**Instrução escrita:** Passe para o inglês esta frase do texto apresentado: “Sem o conhecimento do conhecedor, não pode haver paz.”

**Texto apresentado:**
········
Pergunta: Sou um contador aposentado e minha esposa está ocupada com trabalho social para as mulheres pobres. Nosso filho está de regresso aos Estados Unidos e viemos para vê-lo partir. Somos Panjabis, mas vivemos em Delhi. Temos um Guru da fé Radha-Soami e valorizamos muito o satsang. Sentimo-nos muito afortunados por terem nos trazido aqui. Encontramos muitas pessoas santas e nos alegramos por conhecer mais uma.
Maharaj: Vocês encontraram muitos anacoretas e ascetas, mas um homem totalmente realizado, consciente de sua divindade (swarupa) é difícil de achar. Os santos e Iogues, através de imensos esforços e sacrifícios. adquirem muitos poderes miraculosos e podem fazer muito bem ajudando as pessoas e inspirando fé, embora isso não os torne perfeitos. Não é um caminho para a realidade, mas um mero enriquecimento do falso. Todo esforço leva a mais esforço; o que for construído deve ser mantido, o que for obtido deve ser protegido contra a decadência ou a perda. O que quer que possa ser perdido não pertence realmente a alguém; e que utilidade tem para você o que não é seu? Nada é provocado no meu mundo, tudo acontece por si mesmo. Toda existência está no tempo e no espaço e é limitada e temporária. Aquele que experimenta a existência é também limitado e temporário. Eu não estou preocupado com ‘o que existe’ ou com ‘quem existe’. Tomo minha posição além, onde sou ambos e nenhum. As pessoas que, depois de muito esforço e penitência, preencheram suas ambições e asseguraram níveis elevados de experiência e ação, são, de modo geral, agudamente conscientes de suas posições; elas classificam as pessoas em hierarquias, dispondo em ordem do mais baixo fracassado ao mais elevado realizado. Para mim, são todos iguais. As diferenças em aparência e expressão existem, mas não importam. Do mesmo modo que a forma de um ornamento de ouro não afeta o ouro, assim a essência do homem permanece inalterável. Onde falta este sentido de igualdade, significa que a realidade não foi tocada. O mero conhecimento não basta: o conhecedor deve ser conhecido Os Pandits e os Iogues podem conhecer muitas coisas, mas qual a utilidade do mero conhecimento quando o Self não é conhecido? Será certamente mal-empregado. Sem o conhecimento do conhecedor, não pode haver paz.
P: Como se conhece o conhecedor?
M: Posso apenas falar a você o que sei por experiência própria. Quando encontrei meu Guru. ele me falou: “Você não é o que acredita ser. Descubra o que você é. Observe o sentido ‘eu sou’, encontre seu ser real”. Eu obedeci a ele porque confiei nele. E fiz como ele me disse. Passava todo meu tempo livre examinando-me em silêncio. E que diferença isso fez, e quão rápido! Levei apenas três anos para compreender minha verdadeira natureza. Meu Guru morreu logo após tê-lo encontrado, mas isto não fez nenhuma diferença. Lembrei-me do que ele me falou e perseverei. O fruto disto está aqui comigo. P: Qual é este fruto? M: Conheço-me como sou na realidade. Não sou nem o corpo, nem a mente, nem as faculdades mentais. Estou além deles.
········
**Dados fornecidos:**

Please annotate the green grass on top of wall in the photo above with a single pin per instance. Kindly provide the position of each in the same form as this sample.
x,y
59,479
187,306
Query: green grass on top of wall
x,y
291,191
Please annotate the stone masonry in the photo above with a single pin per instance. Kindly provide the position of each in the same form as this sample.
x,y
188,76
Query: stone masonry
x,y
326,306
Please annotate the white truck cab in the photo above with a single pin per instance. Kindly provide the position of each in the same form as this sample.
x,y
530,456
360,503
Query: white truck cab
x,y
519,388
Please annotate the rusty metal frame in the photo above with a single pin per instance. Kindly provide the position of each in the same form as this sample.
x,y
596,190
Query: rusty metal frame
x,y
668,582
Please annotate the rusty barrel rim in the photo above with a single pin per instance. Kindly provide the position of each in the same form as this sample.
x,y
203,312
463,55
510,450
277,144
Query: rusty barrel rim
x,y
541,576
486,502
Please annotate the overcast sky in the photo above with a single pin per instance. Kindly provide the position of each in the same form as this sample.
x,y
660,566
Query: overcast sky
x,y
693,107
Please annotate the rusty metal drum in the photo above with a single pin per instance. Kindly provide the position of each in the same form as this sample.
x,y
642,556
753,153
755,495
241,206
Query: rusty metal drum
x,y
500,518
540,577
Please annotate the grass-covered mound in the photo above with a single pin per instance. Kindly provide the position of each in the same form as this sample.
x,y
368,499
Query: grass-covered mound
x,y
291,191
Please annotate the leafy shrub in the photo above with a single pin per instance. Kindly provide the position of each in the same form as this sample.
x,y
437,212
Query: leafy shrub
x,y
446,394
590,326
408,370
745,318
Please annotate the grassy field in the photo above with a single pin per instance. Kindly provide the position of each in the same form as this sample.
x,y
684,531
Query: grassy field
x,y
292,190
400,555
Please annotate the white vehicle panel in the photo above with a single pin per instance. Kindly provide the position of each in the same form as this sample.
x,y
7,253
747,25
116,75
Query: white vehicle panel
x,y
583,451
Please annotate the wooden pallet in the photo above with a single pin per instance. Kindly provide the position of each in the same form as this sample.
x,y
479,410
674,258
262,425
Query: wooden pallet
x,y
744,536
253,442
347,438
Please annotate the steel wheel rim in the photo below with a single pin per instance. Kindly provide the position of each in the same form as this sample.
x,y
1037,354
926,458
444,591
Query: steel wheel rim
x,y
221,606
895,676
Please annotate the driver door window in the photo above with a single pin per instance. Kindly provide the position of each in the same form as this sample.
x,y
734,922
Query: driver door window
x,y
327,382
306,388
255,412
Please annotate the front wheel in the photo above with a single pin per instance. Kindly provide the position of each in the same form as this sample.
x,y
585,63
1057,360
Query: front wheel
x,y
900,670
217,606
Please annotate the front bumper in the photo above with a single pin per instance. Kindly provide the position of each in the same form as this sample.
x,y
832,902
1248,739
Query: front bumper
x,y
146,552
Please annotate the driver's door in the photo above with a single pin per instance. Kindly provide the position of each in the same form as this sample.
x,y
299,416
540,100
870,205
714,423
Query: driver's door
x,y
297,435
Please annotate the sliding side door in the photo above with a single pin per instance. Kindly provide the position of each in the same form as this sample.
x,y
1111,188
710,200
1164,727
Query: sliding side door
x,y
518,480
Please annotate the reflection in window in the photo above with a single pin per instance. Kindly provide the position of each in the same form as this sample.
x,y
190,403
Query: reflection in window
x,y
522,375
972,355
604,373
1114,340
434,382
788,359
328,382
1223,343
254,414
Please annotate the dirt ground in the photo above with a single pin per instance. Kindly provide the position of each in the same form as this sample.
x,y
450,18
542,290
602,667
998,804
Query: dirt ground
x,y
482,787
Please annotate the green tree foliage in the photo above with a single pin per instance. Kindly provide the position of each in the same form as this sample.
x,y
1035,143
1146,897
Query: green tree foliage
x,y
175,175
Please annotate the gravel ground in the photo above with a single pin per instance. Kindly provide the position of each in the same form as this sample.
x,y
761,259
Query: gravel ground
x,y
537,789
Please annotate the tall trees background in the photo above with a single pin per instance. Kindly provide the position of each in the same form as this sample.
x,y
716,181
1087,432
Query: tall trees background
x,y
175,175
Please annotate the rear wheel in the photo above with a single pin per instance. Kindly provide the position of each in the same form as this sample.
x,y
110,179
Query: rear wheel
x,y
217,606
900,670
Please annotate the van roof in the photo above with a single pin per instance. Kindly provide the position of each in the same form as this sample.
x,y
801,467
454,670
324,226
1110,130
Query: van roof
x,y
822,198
········
**Solução da tarefa:** Without knowledge of the knower, there can be no peace.